■ WHAT YOU SHOULD DO:
Write out exactly the line containing "Locate the high-rise" along with each line that follows it in the records below, and no others.

Stored data
━━━━━━━━━━━━━━━━

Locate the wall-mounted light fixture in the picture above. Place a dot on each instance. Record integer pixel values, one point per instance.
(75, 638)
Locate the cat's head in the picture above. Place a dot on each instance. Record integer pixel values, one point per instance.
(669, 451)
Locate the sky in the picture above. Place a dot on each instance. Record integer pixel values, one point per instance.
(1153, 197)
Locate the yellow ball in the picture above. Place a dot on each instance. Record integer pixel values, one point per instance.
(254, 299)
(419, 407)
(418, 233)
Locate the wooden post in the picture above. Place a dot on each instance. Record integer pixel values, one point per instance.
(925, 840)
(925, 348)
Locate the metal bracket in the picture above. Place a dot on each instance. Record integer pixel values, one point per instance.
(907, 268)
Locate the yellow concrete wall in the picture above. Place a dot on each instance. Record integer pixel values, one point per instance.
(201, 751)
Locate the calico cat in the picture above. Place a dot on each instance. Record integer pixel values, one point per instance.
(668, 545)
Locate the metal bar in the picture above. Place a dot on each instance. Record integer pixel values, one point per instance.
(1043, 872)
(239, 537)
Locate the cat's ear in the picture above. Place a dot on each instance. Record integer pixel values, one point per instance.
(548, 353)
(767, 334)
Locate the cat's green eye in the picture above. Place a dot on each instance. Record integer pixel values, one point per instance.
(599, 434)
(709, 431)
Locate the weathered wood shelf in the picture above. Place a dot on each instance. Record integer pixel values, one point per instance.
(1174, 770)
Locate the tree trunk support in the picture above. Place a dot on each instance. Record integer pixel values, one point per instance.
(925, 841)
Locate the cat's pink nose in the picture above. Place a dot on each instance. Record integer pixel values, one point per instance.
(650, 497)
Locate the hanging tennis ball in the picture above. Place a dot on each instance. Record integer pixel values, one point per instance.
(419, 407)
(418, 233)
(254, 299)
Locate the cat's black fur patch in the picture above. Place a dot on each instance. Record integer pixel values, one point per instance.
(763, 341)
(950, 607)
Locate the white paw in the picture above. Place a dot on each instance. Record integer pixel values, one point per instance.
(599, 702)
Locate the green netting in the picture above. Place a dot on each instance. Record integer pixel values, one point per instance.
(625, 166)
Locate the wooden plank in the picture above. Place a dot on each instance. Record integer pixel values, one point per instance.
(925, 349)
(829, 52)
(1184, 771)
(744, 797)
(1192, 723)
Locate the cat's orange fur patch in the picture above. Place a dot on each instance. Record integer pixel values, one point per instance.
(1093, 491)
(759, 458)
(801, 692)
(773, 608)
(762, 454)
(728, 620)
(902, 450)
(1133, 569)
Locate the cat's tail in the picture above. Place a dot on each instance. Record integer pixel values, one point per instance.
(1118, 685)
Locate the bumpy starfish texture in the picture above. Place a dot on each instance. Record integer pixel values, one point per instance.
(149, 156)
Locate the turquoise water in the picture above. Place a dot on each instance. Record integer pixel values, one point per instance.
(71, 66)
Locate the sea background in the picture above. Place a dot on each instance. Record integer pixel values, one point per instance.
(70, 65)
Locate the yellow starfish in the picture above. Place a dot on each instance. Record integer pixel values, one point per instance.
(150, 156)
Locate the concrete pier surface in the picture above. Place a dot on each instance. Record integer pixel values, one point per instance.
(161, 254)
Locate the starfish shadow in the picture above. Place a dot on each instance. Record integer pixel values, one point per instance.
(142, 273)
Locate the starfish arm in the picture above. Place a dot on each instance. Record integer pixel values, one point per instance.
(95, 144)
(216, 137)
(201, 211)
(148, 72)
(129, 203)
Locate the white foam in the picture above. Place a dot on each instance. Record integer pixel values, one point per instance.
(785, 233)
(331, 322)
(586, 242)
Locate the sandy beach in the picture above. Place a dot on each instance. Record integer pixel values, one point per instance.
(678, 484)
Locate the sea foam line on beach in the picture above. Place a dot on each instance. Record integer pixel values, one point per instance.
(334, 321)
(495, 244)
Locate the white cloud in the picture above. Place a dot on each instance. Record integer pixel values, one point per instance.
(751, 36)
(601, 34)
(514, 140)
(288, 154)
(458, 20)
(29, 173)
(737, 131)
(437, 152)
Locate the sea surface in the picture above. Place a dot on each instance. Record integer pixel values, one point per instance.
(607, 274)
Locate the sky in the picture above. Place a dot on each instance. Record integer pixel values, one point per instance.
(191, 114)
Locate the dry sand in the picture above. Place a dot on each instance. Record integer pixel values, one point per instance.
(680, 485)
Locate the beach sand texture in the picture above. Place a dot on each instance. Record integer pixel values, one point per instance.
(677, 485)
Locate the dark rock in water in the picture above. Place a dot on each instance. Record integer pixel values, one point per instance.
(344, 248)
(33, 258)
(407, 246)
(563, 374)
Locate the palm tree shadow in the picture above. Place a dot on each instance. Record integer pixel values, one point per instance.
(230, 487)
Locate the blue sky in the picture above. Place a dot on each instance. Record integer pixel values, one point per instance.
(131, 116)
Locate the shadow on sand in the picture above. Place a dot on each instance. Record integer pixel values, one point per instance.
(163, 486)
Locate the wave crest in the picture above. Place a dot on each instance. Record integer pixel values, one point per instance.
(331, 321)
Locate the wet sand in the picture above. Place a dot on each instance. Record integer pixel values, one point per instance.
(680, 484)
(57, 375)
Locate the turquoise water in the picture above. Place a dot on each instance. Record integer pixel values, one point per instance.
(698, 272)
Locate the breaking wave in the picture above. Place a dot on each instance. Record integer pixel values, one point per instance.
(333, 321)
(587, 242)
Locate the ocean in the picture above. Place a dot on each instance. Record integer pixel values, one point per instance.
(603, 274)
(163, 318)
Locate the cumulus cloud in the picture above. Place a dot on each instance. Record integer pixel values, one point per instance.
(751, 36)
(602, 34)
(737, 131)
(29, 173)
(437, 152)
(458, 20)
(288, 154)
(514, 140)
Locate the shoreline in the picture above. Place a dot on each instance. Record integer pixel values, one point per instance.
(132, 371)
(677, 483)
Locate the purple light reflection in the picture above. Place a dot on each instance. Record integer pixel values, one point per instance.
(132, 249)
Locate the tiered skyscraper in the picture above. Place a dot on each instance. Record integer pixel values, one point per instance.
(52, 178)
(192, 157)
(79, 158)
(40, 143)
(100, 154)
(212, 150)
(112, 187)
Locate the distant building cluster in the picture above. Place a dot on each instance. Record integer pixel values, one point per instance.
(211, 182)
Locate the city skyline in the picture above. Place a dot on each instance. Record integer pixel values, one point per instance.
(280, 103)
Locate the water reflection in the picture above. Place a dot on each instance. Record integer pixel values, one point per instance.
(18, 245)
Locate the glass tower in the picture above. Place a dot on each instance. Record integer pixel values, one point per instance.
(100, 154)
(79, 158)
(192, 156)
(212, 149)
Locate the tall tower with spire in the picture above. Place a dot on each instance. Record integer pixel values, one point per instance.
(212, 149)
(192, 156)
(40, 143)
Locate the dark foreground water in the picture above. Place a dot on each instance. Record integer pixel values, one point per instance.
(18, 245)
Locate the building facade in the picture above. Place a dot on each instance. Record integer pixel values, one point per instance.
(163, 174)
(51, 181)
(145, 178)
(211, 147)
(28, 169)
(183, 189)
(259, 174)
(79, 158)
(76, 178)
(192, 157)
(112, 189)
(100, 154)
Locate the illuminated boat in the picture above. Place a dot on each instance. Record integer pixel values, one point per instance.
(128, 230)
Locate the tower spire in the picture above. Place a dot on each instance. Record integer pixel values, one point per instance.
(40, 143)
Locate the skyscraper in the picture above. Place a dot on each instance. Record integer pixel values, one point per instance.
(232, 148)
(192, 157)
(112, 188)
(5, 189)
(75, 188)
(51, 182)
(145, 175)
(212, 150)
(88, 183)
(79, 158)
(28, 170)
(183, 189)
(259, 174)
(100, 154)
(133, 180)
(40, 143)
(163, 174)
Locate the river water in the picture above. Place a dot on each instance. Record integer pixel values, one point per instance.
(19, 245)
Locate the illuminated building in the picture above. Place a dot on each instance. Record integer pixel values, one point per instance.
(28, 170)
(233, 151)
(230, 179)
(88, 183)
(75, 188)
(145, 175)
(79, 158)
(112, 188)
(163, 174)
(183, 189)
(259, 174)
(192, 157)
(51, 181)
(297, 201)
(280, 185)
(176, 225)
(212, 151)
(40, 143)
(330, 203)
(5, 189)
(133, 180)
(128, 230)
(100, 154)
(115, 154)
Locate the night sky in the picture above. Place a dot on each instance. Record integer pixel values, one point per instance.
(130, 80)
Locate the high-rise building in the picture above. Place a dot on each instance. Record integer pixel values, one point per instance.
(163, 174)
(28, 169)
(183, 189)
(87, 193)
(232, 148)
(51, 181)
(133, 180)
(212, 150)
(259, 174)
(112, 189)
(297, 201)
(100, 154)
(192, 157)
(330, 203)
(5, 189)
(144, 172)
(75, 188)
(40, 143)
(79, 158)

━━━━━━━━━━━━━━━━

■ SOLUTION BELOW:
Locate the high-rise building in the picture above. Place a dot on each instance. Record integer pixel values, one point per instance.
(163, 174)
(28, 169)
(183, 189)
(87, 193)
(232, 148)
(51, 181)
(133, 180)
(212, 150)
(259, 174)
(112, 189)
(297, 201)
(100, 154)
(192, 157)
(330, 203)
(5, 189)
(144, 172)
(75, 188)
(40, 143)
(79, 158)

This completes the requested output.